AVAILABLE DATA Block Start

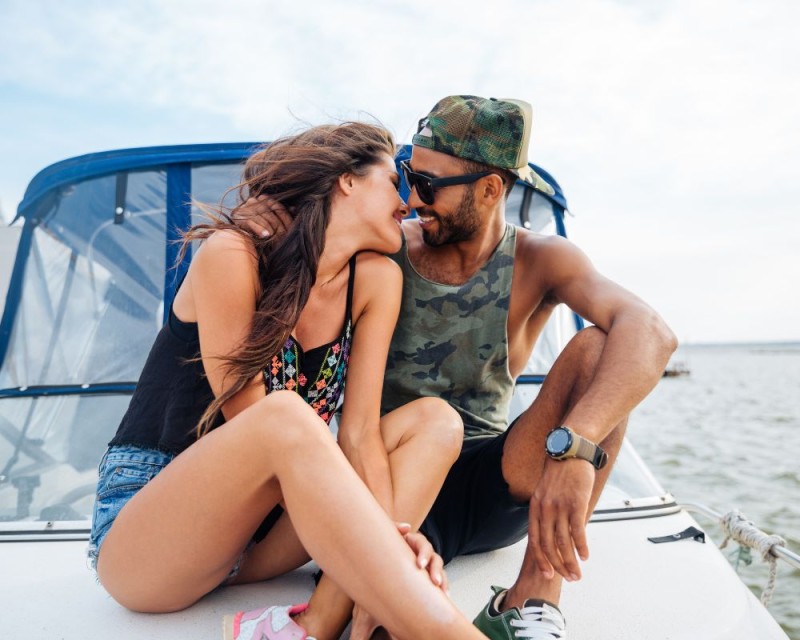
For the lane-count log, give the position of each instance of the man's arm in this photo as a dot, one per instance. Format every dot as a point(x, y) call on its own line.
point(637, 348)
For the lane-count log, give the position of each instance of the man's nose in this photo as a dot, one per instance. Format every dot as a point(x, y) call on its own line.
point(414, 200)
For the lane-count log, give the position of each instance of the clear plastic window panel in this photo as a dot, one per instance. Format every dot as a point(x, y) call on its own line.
point(92, 288)
point(49, 451)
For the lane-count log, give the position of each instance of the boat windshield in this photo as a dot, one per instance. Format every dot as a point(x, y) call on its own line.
point(90, 303)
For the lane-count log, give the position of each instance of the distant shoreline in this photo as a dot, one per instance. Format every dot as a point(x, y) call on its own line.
point(771, 346)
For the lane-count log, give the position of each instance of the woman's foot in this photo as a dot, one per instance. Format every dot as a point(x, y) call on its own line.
point(268, 623)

AVAILABLE DATA Block End

Give every entry again verbatim, with no pictures.

> _TASK RESPONSE_:
For the lane-count log, give the position of each instance of the man's arm in this photo as a dot, one per instance. Format every dot as a point(x, y) call on its own line.
point(637, 348)
For the lane-count log, give the position of each instance of the man's nose in this photo as a dot, one per instance. Format every dot as a point(x, y) call on its own line.
point(414, 200)
For the lane-count log, give the position of each instance of the clear plastic window panel in this photo as a dot, one per instance. Format every dot as a point(x, y) call on its own line.
point(92, 288)
point(49, 451)
For the lane-count log, give the position of each instance of the boat windshield in this photo as a dot, one per instance. Format every dot as a point(x, y) call on its own line.
point(90, 303)
For the lane-count log, give the position of each instance of the distant shoreline in this photo as a dot, one per instance. Format every dot as a point(x, y) call on its own line.
point(771, 346)
For the lane-count log, give the position of each instance of the woman's foot in this photo as a dot, one per instance. Format every dot as a point(x, y) call on its own line.
point(268, 623)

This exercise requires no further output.